_SOURCE DOCUMENT:_
Le Infezioni in Medicina, n. 1, 37-44, 2024

doi: 10.53854/liim-3201-5


Clinical and microbiological profile of Viridans group streptococcal bacteraemia; experience from South India

Rajalakshmi Arjun1, Vettakkara Kandy Muhammed Niyas1, Febeena Hussain2, Sandeep Surendran3, Viji Mohan4

1Department of Infectious Diseases, Kimshealth, Thiruvananthapuram, Kerala, India;

2Hospital Epidemiology, Kimshealth, Thiruvananthapuram, Kerala, India;

3Department of Internal Medicine, Kimshealth, Thiruvananthapuram, Kerala, India;

4Department of Microbiology, Kimshealth, Thiruvananthapuram, Kerala, India

Received 5 October 2023, accepted 8 January 2024

Corresponding author

Rajalakshmi Arjun

E-mail: dr.a.rajalakshmi@gmail.com


Background: Viridans Group Streptococci (VGS) are a group of distinct species that can cause bacteraemia and other invasive infections. They are also among the common organisms causing infective endocarditis. Data on the epidemiology and clinical profile of VGS is limited, especially from India.

Methods: We conducted an electronic medical record-­based retrospective analysis of patients with VGS bacteraemia admitted to our hospital between January 2012 to December 2021. Blood cultures were incubated by BacT/ALERT system and bacterial identification and susceptibility testing were done by using the VITEK 2 microbial identification system. Susceptibility test reporting was as per Clinical and Laboratory Standards Institute (CLSI) guidelines. The incidence, clinical profile, source of bacteraemia, co-morbidities and antimicrobial resistance among VGS bacteraemia were analyzed.

Results: VGS were isolated in 219 patients, accounting for 3.2% of positive blood cultures during the period studied. The median age of the patients was 58 years and 69% were males. Diabetes mellitus was the most common co-morbidity (55%) followed by chronic kidney disease and chronic liver disease. Patients with haematological malignancy and neutropenia were few. Intra-abdominal infections were the most common source of infection and was noted in 26%. Infective endocarditis was diagnosed in only 10% of the cases. Streptococcus mitis was the most common species isolated followed by S. gallolyticus and S. sanguinis. 9.58% of the isolates could not be identified up to the species level. Overall penicillin susceptibility was 71% and ceftriaxone susceptibility was 92%, with individual species variation. In-hospital mortality was 19%.

_PROVIDED DATA:_

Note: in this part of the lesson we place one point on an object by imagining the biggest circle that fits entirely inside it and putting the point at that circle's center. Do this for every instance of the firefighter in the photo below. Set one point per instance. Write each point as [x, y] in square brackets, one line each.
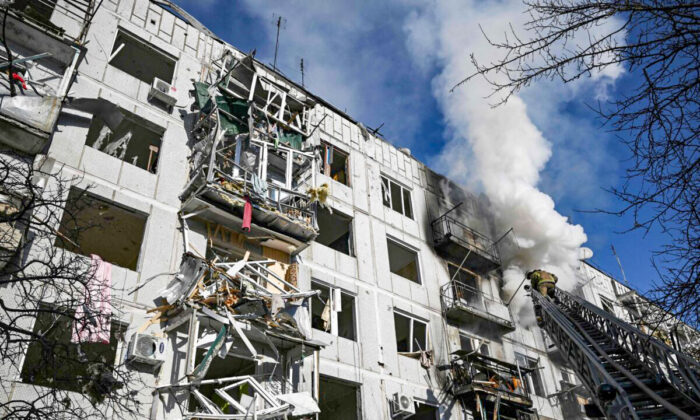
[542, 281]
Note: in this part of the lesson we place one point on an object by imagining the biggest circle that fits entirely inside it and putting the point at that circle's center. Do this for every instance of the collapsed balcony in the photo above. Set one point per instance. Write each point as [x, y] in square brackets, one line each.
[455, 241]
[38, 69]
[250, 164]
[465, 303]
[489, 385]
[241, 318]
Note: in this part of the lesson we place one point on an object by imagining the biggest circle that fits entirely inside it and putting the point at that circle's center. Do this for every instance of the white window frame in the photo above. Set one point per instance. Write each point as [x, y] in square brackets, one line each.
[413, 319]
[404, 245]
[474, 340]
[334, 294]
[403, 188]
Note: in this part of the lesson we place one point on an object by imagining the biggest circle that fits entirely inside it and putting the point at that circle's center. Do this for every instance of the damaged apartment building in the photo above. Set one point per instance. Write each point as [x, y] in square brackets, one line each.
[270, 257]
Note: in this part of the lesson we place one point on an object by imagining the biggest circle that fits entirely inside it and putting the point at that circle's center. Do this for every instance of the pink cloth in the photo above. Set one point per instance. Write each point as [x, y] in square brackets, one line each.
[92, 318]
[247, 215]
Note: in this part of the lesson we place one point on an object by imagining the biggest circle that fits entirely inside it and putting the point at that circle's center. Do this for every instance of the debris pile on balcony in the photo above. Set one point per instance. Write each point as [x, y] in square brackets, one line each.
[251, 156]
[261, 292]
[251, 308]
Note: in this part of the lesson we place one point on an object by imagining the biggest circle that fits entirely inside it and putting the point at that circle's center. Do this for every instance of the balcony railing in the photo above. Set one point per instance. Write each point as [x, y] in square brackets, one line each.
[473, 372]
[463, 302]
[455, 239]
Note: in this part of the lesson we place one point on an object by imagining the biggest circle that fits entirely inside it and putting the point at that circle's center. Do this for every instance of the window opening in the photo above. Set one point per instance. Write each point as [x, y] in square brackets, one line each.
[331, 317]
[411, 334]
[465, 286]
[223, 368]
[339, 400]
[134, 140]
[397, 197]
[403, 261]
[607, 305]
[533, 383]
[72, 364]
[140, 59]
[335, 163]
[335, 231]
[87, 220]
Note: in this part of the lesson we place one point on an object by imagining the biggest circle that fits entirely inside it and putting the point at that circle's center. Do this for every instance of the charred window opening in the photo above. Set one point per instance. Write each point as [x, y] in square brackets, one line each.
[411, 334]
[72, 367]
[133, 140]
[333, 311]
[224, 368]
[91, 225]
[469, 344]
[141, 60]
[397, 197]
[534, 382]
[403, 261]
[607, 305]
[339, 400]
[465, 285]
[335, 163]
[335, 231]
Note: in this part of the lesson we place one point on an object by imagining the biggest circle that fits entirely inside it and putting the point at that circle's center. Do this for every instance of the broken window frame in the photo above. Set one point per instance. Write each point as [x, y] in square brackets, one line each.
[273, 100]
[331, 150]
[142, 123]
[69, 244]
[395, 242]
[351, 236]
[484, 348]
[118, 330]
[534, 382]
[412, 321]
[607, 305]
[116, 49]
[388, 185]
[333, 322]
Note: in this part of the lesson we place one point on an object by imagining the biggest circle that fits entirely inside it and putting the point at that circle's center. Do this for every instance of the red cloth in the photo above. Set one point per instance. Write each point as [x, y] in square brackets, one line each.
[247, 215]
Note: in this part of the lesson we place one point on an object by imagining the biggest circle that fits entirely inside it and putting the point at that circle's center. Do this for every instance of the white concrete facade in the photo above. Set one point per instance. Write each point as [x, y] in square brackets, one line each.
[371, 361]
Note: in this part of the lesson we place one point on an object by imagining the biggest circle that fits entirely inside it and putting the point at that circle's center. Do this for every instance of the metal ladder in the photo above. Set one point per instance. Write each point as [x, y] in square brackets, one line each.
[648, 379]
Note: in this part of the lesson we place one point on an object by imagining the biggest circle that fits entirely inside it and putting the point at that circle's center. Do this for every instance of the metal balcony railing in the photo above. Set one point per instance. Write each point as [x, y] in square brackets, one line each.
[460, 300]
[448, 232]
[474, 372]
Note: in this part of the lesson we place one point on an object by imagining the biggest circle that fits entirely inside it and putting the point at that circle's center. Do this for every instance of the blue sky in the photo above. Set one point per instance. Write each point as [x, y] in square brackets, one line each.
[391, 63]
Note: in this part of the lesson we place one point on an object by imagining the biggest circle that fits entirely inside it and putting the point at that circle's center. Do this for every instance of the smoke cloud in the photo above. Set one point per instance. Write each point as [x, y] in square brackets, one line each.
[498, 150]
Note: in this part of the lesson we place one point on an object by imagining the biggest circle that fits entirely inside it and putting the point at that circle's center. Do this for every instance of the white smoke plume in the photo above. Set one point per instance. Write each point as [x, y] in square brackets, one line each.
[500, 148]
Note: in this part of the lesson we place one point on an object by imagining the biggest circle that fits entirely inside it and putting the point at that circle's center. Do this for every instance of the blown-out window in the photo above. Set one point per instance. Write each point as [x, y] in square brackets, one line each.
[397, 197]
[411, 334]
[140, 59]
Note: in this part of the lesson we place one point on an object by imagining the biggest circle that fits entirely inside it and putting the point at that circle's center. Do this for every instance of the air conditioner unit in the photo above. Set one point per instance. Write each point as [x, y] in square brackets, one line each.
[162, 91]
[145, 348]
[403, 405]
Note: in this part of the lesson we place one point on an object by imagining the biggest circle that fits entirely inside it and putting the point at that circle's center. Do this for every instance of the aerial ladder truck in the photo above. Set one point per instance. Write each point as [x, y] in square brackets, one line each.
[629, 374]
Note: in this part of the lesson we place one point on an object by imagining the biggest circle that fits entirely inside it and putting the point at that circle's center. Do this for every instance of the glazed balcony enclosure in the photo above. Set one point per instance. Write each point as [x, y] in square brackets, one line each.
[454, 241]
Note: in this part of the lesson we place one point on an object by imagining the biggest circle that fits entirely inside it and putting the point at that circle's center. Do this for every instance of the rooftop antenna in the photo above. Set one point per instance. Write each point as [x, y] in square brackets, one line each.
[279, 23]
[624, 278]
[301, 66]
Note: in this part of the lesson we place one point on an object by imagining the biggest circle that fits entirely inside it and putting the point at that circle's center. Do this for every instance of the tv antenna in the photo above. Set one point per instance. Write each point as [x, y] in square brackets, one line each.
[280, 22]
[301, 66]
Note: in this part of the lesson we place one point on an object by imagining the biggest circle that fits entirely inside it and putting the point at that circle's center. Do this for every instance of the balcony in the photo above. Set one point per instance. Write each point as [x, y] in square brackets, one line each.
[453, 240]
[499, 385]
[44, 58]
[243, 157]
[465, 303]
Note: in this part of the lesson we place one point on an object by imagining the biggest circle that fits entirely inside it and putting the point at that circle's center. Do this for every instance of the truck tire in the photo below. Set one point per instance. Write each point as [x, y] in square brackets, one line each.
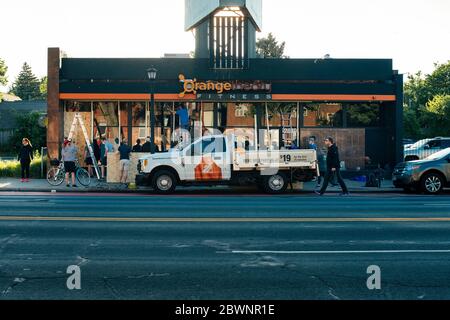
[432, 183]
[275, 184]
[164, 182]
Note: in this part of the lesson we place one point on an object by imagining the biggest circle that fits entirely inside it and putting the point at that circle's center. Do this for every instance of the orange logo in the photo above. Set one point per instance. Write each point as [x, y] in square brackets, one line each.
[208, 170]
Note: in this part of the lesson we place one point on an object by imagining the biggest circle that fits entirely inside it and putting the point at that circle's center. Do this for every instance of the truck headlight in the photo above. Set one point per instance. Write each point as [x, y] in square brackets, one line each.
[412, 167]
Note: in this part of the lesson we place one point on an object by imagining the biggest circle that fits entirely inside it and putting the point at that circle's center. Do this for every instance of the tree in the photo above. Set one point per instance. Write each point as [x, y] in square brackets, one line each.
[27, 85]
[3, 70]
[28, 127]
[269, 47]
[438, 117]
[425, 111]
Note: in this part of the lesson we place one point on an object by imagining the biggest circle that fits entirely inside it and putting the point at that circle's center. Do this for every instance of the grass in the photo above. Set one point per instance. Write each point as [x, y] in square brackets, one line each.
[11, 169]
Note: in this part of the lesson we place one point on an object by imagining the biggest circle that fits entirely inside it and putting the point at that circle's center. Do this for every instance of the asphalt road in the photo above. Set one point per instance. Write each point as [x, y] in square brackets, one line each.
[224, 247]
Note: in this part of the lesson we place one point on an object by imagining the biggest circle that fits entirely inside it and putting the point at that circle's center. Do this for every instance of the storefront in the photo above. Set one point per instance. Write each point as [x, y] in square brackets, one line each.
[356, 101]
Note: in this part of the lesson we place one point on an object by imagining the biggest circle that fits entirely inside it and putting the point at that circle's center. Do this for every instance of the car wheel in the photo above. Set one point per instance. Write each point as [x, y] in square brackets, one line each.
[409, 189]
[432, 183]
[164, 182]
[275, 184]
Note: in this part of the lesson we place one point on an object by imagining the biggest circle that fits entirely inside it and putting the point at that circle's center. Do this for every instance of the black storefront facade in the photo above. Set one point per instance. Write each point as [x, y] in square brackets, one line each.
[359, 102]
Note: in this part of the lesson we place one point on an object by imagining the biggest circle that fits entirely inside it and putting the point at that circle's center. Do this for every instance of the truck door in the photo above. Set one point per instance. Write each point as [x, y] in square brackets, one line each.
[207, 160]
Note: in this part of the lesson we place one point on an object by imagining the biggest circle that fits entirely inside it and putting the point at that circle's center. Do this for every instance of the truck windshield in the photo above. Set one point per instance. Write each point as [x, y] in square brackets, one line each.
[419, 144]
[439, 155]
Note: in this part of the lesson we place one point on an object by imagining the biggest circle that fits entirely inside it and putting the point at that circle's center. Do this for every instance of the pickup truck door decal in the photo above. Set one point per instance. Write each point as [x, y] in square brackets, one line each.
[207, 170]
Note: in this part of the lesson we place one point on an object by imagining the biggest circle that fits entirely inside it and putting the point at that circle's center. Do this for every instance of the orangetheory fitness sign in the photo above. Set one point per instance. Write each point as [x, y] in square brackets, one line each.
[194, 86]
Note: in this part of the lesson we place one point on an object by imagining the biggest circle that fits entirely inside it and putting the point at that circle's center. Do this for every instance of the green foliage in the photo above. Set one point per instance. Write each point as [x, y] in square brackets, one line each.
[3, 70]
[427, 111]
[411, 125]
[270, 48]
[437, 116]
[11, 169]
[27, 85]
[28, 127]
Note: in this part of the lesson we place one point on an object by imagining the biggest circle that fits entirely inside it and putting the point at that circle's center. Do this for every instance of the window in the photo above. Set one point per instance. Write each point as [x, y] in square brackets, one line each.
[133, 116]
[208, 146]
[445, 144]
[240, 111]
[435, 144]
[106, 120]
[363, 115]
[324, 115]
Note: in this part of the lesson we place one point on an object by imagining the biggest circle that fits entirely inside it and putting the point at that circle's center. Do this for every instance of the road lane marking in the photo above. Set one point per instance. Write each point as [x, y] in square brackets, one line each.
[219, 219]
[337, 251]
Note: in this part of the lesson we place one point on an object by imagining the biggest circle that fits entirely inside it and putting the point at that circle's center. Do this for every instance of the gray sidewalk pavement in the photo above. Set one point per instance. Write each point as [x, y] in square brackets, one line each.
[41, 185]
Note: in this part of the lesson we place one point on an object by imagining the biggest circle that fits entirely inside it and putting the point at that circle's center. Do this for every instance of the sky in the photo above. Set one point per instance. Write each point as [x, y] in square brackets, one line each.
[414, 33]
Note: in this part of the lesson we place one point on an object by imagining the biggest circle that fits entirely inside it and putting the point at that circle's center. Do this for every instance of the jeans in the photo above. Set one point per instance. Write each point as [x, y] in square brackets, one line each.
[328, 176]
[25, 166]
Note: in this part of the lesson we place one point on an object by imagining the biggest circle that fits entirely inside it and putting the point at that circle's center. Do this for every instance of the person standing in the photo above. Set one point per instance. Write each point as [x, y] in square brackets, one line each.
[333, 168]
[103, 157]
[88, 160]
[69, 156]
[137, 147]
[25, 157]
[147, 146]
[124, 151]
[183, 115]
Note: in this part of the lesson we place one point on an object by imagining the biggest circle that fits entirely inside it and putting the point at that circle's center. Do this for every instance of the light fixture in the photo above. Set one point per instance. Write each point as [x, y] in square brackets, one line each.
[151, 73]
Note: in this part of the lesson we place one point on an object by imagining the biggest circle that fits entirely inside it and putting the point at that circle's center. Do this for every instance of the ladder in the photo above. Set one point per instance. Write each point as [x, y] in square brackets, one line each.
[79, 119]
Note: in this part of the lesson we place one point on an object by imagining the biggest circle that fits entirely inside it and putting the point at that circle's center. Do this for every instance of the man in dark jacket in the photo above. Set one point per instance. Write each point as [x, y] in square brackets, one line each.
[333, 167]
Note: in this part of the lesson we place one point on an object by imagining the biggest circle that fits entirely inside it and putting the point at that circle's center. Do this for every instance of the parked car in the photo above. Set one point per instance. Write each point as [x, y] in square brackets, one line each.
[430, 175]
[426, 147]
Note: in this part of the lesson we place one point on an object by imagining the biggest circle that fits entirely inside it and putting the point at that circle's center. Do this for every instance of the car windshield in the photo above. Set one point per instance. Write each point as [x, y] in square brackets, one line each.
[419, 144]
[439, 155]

_EXERCISE:_ Transcribe the passage of the streptococcal bacteraemia abstract that opens with the words containing "Corresponding author" and closes with "especially from India.". The lines are separate material, unrelated to the abstract.

_ANSWER SECTION:_
Corresponding author

Rajalakshmi Arjun

E-mail: dr.a.rajalakshmi@gmail.com


Background: Viridans Group Streptococci (VGS) are a group of distinct species that can cause bacteraemia and other invasive infections. They are also among the common organisms causing infective endocarditis. Data on the epidemiology and clinical profile of VGS is limited, especially from India.